Aim:
Starting with the line that has "One point rides on each instance of the autumn" in it, repeat every line through the last one, word for word, and give nothing more.

+ + + + +

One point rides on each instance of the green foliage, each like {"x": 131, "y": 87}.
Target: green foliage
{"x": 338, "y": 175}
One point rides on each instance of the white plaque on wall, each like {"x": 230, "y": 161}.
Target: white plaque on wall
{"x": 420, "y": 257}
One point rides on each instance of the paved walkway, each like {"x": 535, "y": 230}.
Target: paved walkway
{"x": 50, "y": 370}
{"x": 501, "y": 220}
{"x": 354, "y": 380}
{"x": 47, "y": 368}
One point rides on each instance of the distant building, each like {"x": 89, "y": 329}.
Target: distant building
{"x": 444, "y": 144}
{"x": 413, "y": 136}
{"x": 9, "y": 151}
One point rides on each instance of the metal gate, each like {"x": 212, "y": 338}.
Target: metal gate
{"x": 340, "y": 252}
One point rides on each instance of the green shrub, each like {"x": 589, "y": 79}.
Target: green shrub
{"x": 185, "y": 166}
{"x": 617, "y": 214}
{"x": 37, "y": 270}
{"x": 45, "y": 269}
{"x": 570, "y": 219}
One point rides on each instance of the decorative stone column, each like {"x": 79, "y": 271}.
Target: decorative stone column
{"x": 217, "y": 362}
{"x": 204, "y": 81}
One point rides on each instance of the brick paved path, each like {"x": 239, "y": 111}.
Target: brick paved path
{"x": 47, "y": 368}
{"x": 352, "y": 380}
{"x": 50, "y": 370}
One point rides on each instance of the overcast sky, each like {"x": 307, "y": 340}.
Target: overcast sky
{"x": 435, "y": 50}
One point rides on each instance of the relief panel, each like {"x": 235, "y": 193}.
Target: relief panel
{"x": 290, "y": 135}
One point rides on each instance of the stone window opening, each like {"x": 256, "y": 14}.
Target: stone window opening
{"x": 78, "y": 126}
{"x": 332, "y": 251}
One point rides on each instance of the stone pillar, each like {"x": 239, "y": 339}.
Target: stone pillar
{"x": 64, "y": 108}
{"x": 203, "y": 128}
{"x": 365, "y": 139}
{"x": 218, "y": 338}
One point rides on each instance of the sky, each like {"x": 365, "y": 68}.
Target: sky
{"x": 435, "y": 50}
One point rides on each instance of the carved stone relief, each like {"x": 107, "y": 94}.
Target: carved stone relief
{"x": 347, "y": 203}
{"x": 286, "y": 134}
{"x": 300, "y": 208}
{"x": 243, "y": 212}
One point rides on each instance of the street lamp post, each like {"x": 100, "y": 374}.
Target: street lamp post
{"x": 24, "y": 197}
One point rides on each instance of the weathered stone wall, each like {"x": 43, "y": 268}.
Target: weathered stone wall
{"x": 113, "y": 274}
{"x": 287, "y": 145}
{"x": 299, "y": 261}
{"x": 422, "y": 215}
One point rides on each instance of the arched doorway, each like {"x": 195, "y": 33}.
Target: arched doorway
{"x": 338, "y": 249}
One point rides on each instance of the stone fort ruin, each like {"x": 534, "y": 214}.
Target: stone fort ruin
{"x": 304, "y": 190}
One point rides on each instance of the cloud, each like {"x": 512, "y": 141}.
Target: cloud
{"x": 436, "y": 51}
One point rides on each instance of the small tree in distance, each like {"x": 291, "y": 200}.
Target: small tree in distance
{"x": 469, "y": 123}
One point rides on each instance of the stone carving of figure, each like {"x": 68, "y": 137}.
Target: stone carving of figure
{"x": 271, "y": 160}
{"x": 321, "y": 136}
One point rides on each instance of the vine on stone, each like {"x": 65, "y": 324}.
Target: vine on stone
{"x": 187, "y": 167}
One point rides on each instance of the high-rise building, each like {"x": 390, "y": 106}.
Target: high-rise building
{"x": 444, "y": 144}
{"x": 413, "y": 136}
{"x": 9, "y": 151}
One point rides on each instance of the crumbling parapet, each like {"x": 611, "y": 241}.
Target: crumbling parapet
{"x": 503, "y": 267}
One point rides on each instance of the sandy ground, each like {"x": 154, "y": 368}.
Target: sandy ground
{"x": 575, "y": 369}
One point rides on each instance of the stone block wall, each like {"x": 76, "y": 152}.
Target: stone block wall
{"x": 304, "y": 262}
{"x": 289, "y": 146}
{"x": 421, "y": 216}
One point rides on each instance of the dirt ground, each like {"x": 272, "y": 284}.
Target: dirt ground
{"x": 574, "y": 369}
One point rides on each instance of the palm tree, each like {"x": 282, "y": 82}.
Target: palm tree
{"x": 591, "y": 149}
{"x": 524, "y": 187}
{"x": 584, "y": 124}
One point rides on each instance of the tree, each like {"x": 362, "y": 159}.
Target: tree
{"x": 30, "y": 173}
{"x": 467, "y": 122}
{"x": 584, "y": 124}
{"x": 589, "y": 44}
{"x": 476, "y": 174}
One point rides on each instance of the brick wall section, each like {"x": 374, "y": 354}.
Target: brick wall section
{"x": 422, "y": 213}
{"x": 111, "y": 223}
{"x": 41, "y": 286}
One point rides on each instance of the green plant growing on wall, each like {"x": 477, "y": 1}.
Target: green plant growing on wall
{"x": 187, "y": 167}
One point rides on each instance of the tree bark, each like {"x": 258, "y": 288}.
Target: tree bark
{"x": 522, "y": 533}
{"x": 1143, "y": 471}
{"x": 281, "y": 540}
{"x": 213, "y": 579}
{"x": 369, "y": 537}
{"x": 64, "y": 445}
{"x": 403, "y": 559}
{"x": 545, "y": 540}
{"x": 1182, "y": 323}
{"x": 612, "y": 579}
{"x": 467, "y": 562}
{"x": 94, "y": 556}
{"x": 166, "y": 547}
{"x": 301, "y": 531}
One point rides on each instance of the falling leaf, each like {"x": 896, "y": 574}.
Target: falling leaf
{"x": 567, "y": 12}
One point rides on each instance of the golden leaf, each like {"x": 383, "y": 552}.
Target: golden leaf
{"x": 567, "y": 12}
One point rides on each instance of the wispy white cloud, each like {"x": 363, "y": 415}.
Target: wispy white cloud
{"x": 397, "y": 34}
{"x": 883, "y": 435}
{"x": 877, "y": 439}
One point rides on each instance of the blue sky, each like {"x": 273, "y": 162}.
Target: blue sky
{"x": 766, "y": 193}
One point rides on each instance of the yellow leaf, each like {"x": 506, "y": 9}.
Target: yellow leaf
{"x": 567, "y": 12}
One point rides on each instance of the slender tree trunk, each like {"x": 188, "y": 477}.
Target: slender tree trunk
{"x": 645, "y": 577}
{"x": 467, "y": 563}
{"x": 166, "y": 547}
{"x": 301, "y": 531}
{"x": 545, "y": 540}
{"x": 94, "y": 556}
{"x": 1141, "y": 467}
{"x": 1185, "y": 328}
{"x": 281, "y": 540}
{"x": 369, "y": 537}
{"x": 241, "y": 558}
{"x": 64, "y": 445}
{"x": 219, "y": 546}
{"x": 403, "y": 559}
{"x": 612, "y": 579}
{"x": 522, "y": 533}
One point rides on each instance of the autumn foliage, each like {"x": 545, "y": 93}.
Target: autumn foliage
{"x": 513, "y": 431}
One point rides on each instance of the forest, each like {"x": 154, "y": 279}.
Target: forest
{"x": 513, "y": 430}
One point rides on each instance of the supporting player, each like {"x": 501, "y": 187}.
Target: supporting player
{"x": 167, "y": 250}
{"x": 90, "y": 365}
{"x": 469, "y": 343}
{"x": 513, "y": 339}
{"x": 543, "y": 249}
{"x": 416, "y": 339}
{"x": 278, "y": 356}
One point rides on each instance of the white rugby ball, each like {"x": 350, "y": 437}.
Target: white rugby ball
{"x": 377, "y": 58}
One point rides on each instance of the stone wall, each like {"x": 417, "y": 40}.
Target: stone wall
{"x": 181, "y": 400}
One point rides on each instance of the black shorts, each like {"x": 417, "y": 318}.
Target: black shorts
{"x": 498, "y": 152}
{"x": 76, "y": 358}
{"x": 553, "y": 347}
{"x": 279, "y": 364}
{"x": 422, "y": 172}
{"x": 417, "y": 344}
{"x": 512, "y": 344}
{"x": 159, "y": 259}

+ + + + +

Exercise response:
One point rides on each instance of the autumn foliage, each like {"x": 545, "y": 93}.
Target: autumn foliage
{"x": 513, "y": 431}
One point rides on each instance of the forest, each like {"x": 154, "y": 279}.
Target: forest
{"x": 513, "y": 430}
One point rides on each instance of the supporting player, each like {"x": 501, "y": 187}.
Target: supporting player
{"x": 167, "y": 250}
{"x": 90, "y": 365}
{"x": 469, "y": 343}
{"x": 513, "y": 339}
{"x": 543, "y": 249}
{"x": 416, "y": 339}
{"x": 278, "y": 356}
One point rides on each instance of the white rugby ball, each like {"x": 350, "y": 437}.
Target: white rugby ball
{"x": 377, "y": 58}
One point rides on each instance of the stone wall, each like {"x": 417, "y": 40}.
Target: stone wall
{"x": 181, "y": 400}
One point rides on each instance of the black shorts, each like {"x": 417, "y": 318}.
Target: black shorts
{"x": 498, "y": 152}
{"x": 76, "y": 358}
{"x": 553, "y": 347}
{"x": 279, "y": 364}
{"x": 422, "y": 172}
{"x": 417, "y": 344}
{"x": 512, "y": 344}
{"x": 159, "y": 259}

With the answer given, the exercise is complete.